→ **DOCUMENT TEXT**
○ ○ ○ ○ ○
Trends of Teaching and Research in Digital Creativity in Sweden
--- Collaborative Engagement for Game Player Data Analytics
Prof. Masayuki Nakajima
Department of Game Design, Faculty of Arts, Uppsala University
Prof. Masayuki Nakajima, the Professor of Department of Game Design, Faculty of Arts, Uppsala University, Emeritus Professor of Tokyo Institute of Technology and Visiting Professor of Kanagawa Institute of Technology. He received Dr. Eng. degree from the Tokyo Institute of Technology, Tokyo, Japan in 1975 and had been Professor at the Department of Computer Science, Tokyo Institute of Technology during 1994-2012 March. He was Professor of Gotland University from April, 2012. Now, he is Professor of Uppsala University from 2013 July.
Game analysis is the application of analysis to game development and research. The goal is to support decision making, at operational, tactical and strategic levels and within all levels of an organization - design, art, programming, marketing, user research, etc. It has gained a tremendous amount of attention in game development and game research in recent years. It is driven by the need to gain better knowledge about the players. This need has been emphasized with the rapid emergence of social online games and the Free-to-Play business model, which heavily inspired by web- and mobile analysis, relies on analysis of comprehensive user behavior data to drive revenue. Outside of the online game sector, users have become steadily more deeply integrated into the development process thanks to widespread adoption of user research methods. Game analysis is not an altogether new or independent field. It has root in and borrows largely from many existing field, such as usability inspection methods, business intelligence, statistics and data mining, among others. It is therefore necessary to provide a panoramic view on the key disciplines and concepts that are at the core of game analysis. Historically, game development
has not been data-driven, but this is changing as the benefits of adopting and adapting analysis to inform decision making across all levels of the industry are becoming generally known and accepted. The widespread adoption of data-driven business intelligence practices at operational, tactical and strategic levels in the game industry, combined with the integration of quantitative measures in user-oriental game research, has caused a paradigm shift. Quantitative data obtained via telemetry, market reports, QA system, benchmark tests, and numerous other sources all feed into business intelligence management, informing decision-making.
Generally, these basic metrics of game analysis can be placed in three broad categories: Acquisition, Monetization, and Engagement. The engagement is the most important, mainly for two reasons:
1. Some engagement metrics sit at the base of player lifetime value calculations, a metric that is used exclusively to ensure user acquisition with a positive return on investment.
2. Engagement relates closely to the games' funness. It is a measure of the degree to which your game fulfills, so to speak, its destiny.
In our research center, we are developing a system to collect players' physiological data and are developing an interactive tool enabling game analysis experts to observe the multi-channel collaborative data. Games module is a cross-platform to support many different games. Player biological information module includes the acquisition equipment such as electroencephalogram (EEG), Eye tracker, face reader and game joysticks etc. Character status module is to track player behavior inside of the virtual environment but not the players' actual physical status as player biological information module. Interactive Display of data is work for the cross platform display. Game data center module is the core of our project. It is responsible for game big data mainly including distributed Data Warehouse and real-time computing.
The aim is to provide multi-channel and interactive data enabling observation for correlations between data from eye tracking, EEG, facial expression, etc. It is facilitated by statistical data displays and by tagging key events in the data. An optimized user interface coupled with the large ultra-high resolution provided by a 4K monitor will aid in a unified and synchronized display and interactive access to the recorded data.
○ ○ ○ ○ ○
→ **RECORDS SUPPLIED**
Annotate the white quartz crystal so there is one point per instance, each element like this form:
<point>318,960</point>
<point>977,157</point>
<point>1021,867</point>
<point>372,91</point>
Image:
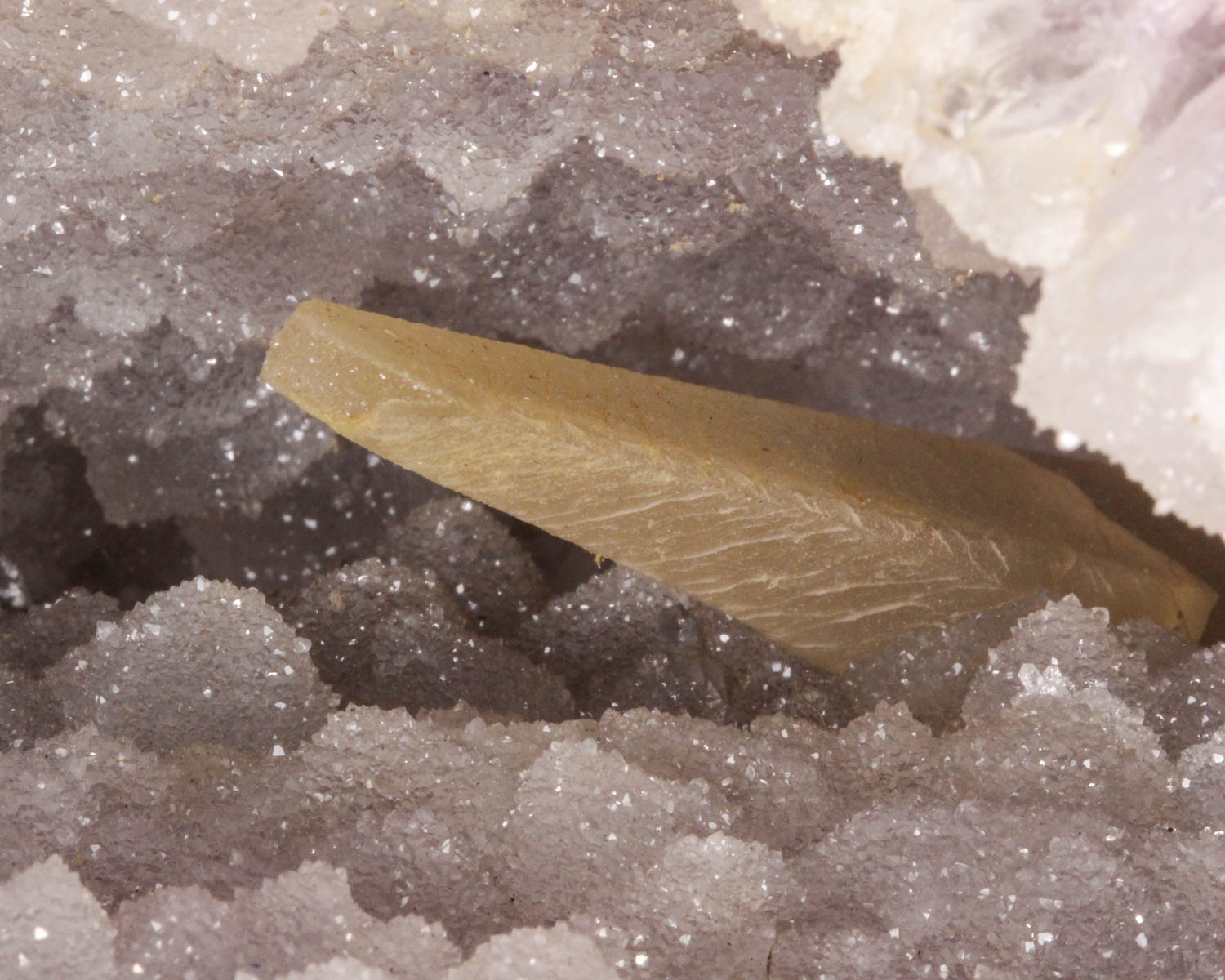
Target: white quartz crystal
○ ○ ○ ○ ○
→ **WORK ORDER**
According to the text on game player data analytics, which module is the core of the research center's project?

→ **ANSWER TO THIS TASK**
The game data center module.